-- START TEXT SHOWN --

Bernays, Anne

views updated

BERNAYS, Anne

Born 14 September 1930, New York, New York

Daughter of Edward L. and Dorothy Fleischman Bernays; married Justin Kaplan, 1954; children: Susanna, Hester, Polly

Born into a prominent family, Anne Bernays was a grandniece of Freud and the younger of two daughters of the founding father of the public relations field. Bernays was raised in the Sherry Netherlands Hotel during the Depression, which, she was told, "was happening to poor people." She attended the Brearley School in New York City, then Wellesley for two years, transferring to Barnard where for the first time, she made friends outside a limited social circle.

In 1953 Bernays worked as an editor of Discovery for Vance Bourjaily. In 1954 she married critic Justin Kaplan and left publishing in 1957 to give birth to the first of her three daughters. The same year, she started writing and completed 10 short stories. In 1959 Bernays moved with her family to Cambridge, Massachusetts, where she has taught fiction workshops, written novels, and worked as a part-time editor for David Godine.

Bernays' first novel, Short Pleasure (1962), tells the story of an heiress who runs away from her wedding but claims she was kidnapped and stuffed into a car trunk. Bernays uses the story, based on a newspaper item, to illustrate the extravagant lengths to which a "poor little rich girl" will go to escape the confines of her family.

One of Bernays' best books, Growing Up Rich (1975), deals again with the need to escape the family—this time, however, without having the characters resort to tales of dramatic kidnapping or to suicide, as in The New York Ride (1965). In Growing Up Rich, Bernays accurately records the characteristics of the rich and the trappings of their wealth. The narrator, another "poor little rich girl," cannot, as Bernays herself could not, make friends in her private school. The pudgy schoolgirl who lacks self-assurance is confused by her divided loyalties—to her natural father, a Christian, and her stepfather, a Jew; to her German parents and her Russian guardians. When disaster strikes, she is sent to live with the same Russian Jews who were formerly held in contempt by her family. In her new home, her makeshift bedroom is a converted porch without heat, and she goes to public, not private school. She becomes a debutante in a new sense of the word as she enters a more public, less private society. Growing Up Rich is written with wit, sophistication, and a sense of pain and poignancy, holding up to ridicule the false values of upper class society.

-- END TEXT SHOWN --
-- START DATA SUPPLIED --

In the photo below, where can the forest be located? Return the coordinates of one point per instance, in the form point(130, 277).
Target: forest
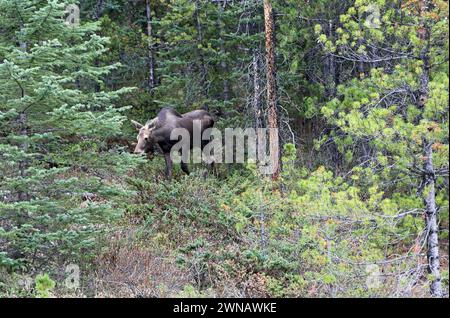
point(354, 94)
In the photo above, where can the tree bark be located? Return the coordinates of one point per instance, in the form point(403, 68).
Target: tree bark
point(428, 177)
point(150, 49)
point(330, 68)
point(223, 64)
point(23, 123)
point(271, 86)
point(201, 64)
point(432, 222)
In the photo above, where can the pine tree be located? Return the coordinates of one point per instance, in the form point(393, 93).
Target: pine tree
point(393, 119)
point(58, 174)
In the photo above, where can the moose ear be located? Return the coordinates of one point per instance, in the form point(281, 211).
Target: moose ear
point(136, 124)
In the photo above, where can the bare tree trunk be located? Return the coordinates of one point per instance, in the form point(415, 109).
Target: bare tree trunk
point(150, 49)
point(271, 85)
point(23, 123)
point(201, 65)
point(256, 103)
point(431, 222)
point(330, 68)
point(97, 15)
point(428, 177)
point(223, 64)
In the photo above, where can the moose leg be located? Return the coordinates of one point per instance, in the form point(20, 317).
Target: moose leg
point(168, 165)
point(211, 158)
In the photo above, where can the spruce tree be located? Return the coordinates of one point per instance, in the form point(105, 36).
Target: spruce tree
point(58, 173)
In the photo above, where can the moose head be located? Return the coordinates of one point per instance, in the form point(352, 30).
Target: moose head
point(145, 138)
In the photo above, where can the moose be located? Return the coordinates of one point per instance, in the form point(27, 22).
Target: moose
point(157, 133)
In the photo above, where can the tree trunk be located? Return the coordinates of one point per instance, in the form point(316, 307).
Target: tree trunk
point(330, 68)
point(431, 222)
point(428, 177)
point(23, 122)
point(223, 64)
point(150, 49)
point(256, 103)
point(201, 65)
point(97, 15)
point(271, 86)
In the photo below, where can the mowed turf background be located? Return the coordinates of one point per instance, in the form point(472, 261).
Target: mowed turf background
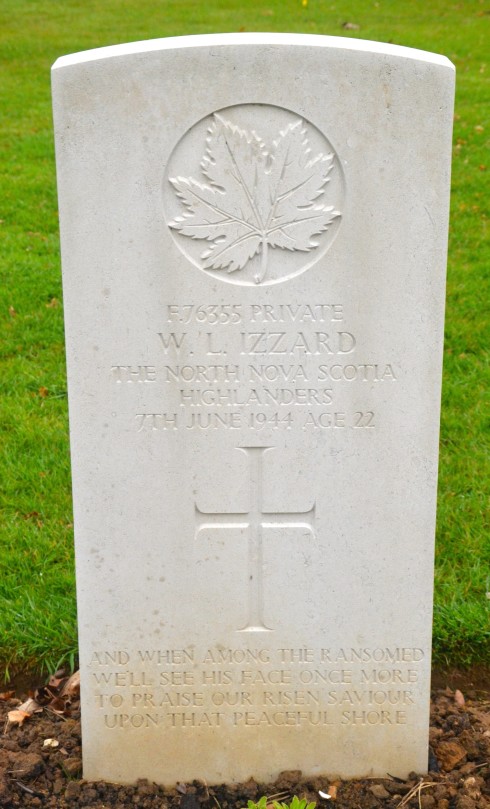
point(37, 588)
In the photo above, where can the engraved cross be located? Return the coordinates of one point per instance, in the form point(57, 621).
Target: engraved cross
point(255, 520)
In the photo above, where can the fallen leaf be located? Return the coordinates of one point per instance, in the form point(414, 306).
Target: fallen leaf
point(72, 686)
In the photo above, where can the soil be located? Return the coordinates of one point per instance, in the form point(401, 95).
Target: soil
point(35, 772)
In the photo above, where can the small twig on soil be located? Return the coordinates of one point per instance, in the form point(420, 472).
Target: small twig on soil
point(29, 791)
point(417, 790)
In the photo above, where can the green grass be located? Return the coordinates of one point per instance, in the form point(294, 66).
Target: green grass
point(37, 600)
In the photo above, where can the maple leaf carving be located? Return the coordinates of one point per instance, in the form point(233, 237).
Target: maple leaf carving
point(253, 197)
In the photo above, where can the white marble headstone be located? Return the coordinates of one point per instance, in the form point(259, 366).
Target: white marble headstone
point(254, 235)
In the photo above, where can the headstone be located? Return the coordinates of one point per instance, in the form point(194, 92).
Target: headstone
point(254, 236)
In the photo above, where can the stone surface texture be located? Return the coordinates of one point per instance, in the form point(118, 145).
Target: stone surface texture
point(254, 233)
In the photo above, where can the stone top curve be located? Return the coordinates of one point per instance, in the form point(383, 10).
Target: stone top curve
point(244, 39)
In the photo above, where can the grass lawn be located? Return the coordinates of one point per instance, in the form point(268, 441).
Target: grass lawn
point(37, 596)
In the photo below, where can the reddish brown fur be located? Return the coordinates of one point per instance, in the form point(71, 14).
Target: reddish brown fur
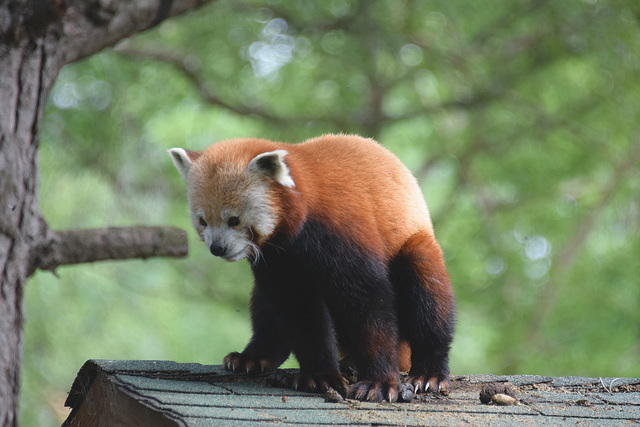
point(362, 194)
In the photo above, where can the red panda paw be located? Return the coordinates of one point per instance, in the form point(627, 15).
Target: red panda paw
point(434, 383)
point(374, 391)
point(240, 362)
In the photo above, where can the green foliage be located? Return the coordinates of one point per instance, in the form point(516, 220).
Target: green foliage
point(518, 119)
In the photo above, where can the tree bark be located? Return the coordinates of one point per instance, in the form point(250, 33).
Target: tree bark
point(37, 38)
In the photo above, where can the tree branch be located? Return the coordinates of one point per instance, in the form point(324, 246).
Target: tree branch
point(113, 243)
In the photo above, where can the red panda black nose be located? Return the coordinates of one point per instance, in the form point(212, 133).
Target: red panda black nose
point(217, 250)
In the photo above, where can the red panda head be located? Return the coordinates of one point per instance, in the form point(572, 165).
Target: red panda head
point(231, 197)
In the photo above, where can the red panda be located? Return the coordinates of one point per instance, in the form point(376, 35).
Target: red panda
point(343, 255)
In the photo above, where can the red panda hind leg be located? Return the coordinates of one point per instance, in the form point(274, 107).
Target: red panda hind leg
point(426, 310)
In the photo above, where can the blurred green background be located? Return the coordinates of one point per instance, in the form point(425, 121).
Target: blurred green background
point(520, 120)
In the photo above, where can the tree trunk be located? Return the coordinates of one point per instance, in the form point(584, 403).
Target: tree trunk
point(37, 38)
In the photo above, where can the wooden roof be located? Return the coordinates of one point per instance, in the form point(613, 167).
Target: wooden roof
point(161, 393)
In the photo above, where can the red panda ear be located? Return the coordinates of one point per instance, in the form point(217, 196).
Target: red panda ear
point(182, 159)
point(272, 165)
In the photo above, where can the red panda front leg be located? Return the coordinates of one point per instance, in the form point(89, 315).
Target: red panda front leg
point(267, 349)
point(426, 310)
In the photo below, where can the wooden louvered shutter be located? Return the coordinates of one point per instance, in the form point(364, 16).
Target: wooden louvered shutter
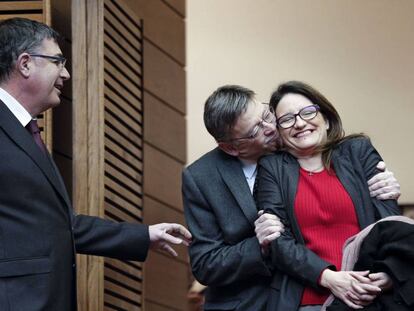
point(123, 146)
point(39, 11)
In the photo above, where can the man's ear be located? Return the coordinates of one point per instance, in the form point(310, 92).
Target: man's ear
point(23, 65)
point(229, 148)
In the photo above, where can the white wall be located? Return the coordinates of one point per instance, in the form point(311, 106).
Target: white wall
point(360, 54)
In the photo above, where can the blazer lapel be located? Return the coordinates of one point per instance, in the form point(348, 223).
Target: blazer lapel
point(291, 179)
point(232, 173)
point(25, 141)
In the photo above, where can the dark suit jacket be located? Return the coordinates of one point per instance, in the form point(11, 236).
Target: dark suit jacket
point(354, 162)
point(39, 233)
point(225, 254)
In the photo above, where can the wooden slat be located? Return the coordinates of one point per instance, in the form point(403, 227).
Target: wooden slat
point(21, 5)
point(123, 43)
point(132, 86)
point(129, 184)
point(122, 13)
point(132, 296)
point(36, 17)
point(152, 306)
point(163, 274)
point(171, 136)
point(65, 168)
point(160, 70)
point(130, 97)
point(178, 5)
point(164, 178)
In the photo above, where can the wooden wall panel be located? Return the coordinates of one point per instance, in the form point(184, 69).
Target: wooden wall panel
point(38, 11)
point(162, 178)
point(177, 5)
point(21, 5)
point(164, 78)
point(166, 281)
point(122, 34)
point(164, 128)
point(163, 26)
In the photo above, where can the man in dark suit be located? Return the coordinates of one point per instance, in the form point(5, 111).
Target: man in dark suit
point(39, 233)
point(219, 207)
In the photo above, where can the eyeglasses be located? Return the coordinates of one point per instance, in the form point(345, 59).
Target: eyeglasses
point(268, 116)
point(58, 60)
point(307, 113)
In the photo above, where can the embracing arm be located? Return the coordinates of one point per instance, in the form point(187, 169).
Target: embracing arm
point(369, 158)
point(287, 254)
point(213, 261)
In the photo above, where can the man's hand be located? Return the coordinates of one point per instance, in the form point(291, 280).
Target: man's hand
point(384, 185)
point(162, 235)
point(268, 228)
point(364, 289)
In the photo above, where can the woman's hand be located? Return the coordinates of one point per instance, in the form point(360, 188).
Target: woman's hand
point(347, 286)
point(364, 289)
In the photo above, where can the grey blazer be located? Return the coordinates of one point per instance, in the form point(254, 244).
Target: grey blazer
point(354, 162)
point(225, 254)
point(40, 234)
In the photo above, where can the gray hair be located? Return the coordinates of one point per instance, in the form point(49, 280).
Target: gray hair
point(19, 35)
point(223, 108)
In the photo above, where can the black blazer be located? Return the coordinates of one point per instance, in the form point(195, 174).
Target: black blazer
point(225, 253)
point(354, 162)
point(39, 233)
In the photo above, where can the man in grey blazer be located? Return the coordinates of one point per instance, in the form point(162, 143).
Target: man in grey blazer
point(39, 232)
point(219, 207)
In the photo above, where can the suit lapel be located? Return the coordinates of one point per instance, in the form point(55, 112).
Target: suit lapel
point(232, 173)
point(291, 180)
point(24, 140)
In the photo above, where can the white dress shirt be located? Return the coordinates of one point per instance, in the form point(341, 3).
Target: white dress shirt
point(15, 107)
point(250, 172)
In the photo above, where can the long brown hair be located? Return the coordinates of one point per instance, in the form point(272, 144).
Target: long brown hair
point(335, 133)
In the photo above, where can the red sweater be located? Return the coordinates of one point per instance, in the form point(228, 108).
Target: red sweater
point(326, 217)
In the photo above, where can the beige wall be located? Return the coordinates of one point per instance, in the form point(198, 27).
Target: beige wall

-- END DATA SUPPLIED --

--- WORK TO COMPLETE ---
Copy out everything from "Born into a" down to "for David Godine." in the Anne Bernays profile, substituting "writing workshops" for "fiction workshops".

--- RESULT OF THE TASK ---
Born into a prominent family, Anne Bernays was a grandniece of Freud and the younger of two daughters of the founding father of the public relations field. Bernays was raised in the Sherry Netherlands Hotel during the Depression, which, she was told, "was happening to poor people." She attended the Brearley School in New York City, then Wellesley for two years, transferring to Barnard where for the first time, she made friends outside a limited social circle.

In 1953 Bernays worked as an editor of Discovery for Vance Bourjaily. In 1954 she married critic Justin Kaplan and left publishing in 1957 to give birth to the first of her three daughters. The same year, she started writing and completed 10 short stories. In 1959 Bernays moved with her family to Cambridge, Massachusetts, where she has taught writing workshops, written novels, and worked as a part-time editor for David Godine.